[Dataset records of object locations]
---------------
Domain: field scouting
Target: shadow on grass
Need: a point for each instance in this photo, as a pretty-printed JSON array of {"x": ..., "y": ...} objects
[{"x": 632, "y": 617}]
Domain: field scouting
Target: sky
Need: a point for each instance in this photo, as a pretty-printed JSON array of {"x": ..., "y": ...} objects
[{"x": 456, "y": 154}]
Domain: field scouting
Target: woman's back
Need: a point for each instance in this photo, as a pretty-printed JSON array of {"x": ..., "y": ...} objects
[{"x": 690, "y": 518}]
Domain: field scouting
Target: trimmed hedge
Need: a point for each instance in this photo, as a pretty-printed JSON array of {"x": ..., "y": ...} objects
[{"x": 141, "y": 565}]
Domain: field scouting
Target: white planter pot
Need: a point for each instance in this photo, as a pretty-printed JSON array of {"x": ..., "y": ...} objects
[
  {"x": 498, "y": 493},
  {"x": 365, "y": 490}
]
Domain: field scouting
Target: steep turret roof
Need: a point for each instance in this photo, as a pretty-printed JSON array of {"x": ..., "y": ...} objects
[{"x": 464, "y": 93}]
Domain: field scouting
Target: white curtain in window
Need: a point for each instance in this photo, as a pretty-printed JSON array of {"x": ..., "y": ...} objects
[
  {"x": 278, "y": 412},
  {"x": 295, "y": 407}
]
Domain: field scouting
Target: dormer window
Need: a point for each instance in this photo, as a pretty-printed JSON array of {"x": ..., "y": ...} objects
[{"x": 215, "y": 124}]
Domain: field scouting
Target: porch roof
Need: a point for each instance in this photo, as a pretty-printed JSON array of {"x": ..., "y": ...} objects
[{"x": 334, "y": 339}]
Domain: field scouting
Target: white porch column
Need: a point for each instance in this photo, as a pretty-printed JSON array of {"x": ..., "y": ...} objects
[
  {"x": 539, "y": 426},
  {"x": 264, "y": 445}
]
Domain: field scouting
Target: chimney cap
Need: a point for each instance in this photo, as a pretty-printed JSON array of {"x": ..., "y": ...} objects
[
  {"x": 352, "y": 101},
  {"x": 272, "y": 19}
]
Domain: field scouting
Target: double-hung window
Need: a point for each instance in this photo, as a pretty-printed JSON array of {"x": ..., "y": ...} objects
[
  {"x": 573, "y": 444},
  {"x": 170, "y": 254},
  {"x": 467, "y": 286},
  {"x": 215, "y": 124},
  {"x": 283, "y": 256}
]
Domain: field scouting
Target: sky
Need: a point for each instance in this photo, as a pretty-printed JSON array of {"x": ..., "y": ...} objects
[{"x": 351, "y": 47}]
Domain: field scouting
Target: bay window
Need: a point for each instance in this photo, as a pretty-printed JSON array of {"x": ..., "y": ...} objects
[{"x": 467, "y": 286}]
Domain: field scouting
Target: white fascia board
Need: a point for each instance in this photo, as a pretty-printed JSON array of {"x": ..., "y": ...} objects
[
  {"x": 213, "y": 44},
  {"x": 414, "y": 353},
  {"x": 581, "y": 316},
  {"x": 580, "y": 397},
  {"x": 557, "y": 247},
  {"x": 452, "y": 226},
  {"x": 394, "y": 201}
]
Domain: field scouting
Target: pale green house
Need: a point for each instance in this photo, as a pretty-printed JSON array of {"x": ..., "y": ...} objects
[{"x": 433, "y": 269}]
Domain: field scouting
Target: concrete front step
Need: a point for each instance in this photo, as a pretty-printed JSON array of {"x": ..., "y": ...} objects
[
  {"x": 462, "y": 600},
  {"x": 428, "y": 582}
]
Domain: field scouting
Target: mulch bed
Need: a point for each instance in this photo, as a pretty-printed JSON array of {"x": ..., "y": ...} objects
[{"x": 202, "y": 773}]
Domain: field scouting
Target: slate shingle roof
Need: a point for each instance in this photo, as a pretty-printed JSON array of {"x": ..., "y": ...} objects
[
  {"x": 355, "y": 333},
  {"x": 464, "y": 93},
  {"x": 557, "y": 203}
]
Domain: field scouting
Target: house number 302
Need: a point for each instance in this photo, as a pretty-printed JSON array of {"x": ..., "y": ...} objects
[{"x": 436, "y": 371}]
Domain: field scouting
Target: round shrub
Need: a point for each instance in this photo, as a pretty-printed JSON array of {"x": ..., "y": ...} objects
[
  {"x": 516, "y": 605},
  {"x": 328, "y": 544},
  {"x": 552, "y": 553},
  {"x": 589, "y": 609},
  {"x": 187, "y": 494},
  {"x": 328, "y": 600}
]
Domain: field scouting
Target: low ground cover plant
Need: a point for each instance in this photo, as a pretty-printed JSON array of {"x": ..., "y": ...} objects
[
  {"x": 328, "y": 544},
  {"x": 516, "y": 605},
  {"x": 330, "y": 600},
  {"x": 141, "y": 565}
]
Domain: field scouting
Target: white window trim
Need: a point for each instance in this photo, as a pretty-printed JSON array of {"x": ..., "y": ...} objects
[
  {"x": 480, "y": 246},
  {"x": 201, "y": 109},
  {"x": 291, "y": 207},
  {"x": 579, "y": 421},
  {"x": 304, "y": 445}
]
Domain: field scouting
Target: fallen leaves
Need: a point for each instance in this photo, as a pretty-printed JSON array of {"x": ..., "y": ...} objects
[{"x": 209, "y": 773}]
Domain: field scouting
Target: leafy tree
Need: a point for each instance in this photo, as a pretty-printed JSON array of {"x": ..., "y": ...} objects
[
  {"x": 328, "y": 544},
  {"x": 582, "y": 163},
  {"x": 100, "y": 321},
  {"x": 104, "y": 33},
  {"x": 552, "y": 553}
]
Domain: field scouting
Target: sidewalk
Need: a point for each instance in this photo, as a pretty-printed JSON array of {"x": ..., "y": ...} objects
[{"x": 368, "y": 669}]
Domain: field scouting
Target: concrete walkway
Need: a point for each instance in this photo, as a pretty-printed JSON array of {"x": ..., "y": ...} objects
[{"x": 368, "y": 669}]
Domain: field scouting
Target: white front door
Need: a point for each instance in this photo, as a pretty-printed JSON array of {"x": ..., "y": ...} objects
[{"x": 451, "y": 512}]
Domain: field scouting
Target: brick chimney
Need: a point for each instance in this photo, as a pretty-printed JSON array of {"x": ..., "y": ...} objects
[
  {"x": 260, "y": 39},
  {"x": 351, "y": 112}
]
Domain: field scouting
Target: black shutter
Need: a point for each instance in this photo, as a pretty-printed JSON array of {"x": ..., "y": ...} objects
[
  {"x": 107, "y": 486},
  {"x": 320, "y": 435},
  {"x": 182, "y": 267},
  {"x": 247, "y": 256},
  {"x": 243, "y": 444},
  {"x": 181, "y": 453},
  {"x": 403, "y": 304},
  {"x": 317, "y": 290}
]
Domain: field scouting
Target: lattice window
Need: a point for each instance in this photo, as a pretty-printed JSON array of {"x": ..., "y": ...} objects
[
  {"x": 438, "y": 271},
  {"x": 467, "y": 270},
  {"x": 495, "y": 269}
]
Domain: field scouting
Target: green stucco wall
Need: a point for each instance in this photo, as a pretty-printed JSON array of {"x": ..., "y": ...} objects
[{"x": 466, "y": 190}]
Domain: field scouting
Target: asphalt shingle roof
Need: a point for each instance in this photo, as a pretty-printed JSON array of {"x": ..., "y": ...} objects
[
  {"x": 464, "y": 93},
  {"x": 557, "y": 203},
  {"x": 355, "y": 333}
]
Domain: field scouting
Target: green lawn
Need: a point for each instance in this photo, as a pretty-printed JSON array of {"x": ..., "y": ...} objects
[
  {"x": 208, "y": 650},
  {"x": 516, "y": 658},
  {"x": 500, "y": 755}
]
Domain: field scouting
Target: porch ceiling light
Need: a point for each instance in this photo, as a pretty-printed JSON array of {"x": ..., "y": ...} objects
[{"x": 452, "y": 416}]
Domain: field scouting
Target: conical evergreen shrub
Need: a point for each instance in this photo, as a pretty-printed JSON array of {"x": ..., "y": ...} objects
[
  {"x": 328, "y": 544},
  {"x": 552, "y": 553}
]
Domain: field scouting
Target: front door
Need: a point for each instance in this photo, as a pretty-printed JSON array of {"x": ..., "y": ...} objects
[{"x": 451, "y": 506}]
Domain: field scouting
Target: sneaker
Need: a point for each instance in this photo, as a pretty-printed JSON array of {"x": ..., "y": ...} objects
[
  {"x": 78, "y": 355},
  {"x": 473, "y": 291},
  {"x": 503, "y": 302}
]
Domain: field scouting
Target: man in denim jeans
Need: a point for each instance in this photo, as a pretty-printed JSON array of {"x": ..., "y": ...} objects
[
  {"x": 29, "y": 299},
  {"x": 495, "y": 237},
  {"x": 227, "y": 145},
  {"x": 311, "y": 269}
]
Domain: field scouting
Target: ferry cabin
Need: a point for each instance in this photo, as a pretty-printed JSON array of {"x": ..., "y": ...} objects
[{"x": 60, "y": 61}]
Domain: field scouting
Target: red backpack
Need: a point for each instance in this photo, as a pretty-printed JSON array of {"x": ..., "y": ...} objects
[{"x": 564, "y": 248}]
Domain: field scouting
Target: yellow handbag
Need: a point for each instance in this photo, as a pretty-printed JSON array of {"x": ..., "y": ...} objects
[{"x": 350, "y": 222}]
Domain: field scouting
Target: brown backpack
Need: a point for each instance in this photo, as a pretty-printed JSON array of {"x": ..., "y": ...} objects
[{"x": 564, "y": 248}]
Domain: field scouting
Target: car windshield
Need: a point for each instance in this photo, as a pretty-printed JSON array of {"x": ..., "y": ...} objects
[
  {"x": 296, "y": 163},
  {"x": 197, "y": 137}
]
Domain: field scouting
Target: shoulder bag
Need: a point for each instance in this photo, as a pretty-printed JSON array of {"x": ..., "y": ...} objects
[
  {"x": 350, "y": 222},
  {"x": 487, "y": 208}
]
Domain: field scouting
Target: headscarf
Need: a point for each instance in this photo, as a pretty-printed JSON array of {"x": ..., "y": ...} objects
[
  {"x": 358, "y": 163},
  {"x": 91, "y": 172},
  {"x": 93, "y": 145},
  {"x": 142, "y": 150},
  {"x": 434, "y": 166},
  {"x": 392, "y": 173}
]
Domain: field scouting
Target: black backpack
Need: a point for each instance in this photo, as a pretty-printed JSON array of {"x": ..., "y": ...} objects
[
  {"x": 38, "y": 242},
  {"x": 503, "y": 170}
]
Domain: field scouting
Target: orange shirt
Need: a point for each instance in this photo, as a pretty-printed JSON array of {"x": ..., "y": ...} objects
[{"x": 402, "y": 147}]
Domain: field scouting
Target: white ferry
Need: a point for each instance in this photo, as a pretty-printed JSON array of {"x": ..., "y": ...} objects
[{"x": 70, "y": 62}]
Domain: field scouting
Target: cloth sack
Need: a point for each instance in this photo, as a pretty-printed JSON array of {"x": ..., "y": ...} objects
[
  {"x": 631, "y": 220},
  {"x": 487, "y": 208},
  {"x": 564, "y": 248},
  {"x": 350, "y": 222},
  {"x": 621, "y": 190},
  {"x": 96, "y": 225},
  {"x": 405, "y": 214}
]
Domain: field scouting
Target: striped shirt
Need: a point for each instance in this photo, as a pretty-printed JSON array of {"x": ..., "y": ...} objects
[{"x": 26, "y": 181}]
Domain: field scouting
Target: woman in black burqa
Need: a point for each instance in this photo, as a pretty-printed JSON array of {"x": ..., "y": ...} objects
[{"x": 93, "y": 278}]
---------------
* **AIM**: Pick out every line in the items above that contains the word "shrub" and copy each one.

* **EXERCISE SOLUTION**:
Target: round shrub
Target: conical evergreen shrub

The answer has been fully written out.